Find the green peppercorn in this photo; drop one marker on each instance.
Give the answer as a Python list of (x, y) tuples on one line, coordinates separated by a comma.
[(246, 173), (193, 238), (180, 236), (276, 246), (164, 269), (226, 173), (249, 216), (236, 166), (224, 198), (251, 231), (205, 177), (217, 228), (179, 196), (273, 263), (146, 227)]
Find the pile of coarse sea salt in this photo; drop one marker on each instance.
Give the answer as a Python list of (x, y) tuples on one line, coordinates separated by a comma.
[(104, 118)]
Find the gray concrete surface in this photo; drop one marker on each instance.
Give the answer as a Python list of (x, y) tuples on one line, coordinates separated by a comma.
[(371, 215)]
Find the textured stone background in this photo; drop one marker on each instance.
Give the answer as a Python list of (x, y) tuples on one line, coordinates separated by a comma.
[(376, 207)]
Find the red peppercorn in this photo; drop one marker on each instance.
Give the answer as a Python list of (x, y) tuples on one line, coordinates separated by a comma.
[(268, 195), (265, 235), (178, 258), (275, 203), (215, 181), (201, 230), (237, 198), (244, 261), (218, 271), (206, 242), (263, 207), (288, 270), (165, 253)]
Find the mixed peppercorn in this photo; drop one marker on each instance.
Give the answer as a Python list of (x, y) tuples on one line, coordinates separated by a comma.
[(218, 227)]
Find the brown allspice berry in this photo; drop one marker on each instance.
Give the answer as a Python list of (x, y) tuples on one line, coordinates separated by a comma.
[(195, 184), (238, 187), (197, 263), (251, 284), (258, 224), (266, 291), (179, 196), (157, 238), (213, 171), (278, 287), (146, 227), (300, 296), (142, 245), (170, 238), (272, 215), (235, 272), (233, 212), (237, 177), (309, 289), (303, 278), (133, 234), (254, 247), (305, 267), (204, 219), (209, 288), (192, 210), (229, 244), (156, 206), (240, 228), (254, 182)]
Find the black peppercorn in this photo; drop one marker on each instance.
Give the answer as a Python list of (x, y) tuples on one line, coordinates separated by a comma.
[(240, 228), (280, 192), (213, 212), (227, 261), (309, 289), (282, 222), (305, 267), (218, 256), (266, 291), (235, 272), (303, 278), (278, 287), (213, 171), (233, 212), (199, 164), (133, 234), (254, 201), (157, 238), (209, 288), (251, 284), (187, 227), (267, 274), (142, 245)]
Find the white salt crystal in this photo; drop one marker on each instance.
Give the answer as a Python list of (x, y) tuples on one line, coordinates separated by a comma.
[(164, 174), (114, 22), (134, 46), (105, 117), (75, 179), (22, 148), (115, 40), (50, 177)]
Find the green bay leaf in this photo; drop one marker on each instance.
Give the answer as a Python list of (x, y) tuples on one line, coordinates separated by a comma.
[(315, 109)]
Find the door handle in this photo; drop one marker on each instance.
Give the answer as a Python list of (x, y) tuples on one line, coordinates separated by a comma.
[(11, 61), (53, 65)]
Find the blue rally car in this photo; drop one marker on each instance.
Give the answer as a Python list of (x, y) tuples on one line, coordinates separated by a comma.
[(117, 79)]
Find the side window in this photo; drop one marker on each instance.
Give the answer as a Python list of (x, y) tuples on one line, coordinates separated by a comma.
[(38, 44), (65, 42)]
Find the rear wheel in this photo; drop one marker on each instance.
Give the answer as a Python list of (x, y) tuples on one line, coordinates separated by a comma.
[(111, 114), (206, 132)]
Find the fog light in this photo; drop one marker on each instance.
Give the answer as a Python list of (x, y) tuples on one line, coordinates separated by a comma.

_____

**Work to complete**. Find and copy each line above holding "salt".

**Output of the exercise**.
Find the pile of coarse sea salt in this photo; drop one marker on each instance.
Find the white salt crystal in this photo; drop one marker on each instance.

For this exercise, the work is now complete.